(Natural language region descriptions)
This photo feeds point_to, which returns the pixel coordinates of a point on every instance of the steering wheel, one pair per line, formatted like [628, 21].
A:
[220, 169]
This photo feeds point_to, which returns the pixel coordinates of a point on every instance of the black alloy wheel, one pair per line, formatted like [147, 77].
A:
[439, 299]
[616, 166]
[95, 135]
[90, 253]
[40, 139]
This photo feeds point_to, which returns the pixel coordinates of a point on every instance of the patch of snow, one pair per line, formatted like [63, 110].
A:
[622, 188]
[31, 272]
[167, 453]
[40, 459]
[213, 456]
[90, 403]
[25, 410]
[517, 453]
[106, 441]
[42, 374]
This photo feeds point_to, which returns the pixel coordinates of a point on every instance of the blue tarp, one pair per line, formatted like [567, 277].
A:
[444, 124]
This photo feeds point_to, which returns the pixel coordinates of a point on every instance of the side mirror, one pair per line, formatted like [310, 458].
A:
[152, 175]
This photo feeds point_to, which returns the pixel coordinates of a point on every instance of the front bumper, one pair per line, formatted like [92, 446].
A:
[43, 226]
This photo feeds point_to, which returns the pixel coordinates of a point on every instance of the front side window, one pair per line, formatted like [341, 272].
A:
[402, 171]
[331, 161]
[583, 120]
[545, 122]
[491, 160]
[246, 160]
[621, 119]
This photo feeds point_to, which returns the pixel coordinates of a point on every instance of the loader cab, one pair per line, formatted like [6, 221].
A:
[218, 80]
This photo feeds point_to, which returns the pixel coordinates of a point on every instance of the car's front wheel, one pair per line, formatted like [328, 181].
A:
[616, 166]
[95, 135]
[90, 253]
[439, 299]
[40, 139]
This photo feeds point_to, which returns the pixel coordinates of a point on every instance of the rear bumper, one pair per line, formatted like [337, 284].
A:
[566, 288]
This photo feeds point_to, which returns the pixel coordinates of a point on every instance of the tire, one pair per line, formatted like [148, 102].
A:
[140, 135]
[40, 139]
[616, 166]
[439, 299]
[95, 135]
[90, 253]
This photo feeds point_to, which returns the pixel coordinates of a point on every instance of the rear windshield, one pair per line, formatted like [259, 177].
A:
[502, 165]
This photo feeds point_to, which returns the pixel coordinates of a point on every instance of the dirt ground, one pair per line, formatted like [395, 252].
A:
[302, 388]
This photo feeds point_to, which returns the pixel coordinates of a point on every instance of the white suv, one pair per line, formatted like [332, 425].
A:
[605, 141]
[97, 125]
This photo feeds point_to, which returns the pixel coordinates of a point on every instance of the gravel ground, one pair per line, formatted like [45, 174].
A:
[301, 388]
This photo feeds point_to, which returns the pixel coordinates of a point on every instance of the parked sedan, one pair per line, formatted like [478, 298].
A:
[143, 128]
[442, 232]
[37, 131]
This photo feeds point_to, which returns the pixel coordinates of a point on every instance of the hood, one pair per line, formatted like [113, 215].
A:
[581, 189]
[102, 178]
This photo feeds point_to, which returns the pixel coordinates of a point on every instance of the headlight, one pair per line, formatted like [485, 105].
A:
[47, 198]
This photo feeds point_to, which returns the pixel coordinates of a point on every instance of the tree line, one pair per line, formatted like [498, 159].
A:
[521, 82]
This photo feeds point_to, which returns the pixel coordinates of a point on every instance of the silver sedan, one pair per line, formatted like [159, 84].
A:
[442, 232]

* * *

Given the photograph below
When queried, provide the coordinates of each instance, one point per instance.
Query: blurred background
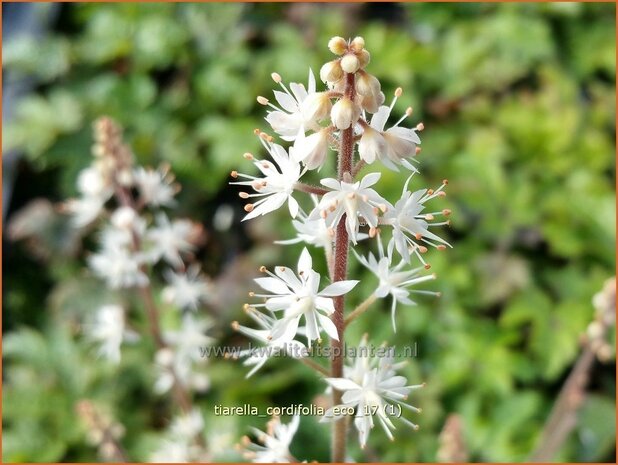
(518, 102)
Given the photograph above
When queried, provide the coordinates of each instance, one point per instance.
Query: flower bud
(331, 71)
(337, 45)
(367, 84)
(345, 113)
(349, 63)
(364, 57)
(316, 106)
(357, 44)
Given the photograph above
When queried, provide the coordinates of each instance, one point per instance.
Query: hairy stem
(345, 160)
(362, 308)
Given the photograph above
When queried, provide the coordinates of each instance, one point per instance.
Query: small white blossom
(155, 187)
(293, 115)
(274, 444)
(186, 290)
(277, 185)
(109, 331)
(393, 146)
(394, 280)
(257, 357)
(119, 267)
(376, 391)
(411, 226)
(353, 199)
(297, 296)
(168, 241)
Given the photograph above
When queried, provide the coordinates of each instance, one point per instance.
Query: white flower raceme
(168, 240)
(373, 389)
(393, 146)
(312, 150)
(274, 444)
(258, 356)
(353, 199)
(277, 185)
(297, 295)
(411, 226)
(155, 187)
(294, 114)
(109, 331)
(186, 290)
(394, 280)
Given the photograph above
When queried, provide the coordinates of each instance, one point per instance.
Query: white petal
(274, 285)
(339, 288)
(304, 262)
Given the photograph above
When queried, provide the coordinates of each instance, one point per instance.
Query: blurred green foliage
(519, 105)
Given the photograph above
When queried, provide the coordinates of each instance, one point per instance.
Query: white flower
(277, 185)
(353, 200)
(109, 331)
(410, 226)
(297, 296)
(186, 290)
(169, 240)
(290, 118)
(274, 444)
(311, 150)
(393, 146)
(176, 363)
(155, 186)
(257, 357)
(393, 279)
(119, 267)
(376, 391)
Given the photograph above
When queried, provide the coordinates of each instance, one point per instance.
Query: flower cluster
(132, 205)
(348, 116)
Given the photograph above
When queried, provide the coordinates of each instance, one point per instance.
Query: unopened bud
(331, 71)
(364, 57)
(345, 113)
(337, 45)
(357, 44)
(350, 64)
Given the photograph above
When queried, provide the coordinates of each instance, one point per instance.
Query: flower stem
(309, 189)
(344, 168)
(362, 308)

---

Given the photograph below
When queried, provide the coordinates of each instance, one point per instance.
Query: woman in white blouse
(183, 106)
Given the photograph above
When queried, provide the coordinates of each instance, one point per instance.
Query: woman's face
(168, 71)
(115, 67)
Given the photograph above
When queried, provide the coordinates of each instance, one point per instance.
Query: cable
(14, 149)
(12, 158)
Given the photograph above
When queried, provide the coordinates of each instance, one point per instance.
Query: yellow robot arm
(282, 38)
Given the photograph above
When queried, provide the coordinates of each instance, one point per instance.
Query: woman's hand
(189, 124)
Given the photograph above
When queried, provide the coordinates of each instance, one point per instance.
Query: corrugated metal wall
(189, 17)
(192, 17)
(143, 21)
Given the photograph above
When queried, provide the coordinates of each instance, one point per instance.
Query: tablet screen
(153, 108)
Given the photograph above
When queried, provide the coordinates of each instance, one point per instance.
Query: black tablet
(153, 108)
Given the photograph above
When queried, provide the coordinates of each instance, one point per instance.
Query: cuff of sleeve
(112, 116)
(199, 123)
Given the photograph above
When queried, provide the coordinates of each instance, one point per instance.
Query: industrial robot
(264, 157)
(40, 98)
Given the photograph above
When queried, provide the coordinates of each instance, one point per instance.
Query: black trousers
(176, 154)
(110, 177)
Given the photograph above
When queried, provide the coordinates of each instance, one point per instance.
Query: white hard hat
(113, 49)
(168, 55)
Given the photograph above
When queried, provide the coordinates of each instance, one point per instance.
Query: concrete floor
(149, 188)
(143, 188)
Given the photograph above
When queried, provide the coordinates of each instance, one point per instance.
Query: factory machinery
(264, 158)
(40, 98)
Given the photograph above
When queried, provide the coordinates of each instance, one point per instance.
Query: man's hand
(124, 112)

* What is required
Every line in the data that includes the word "side" should be counted, and only the resulting number given.

* Task result
2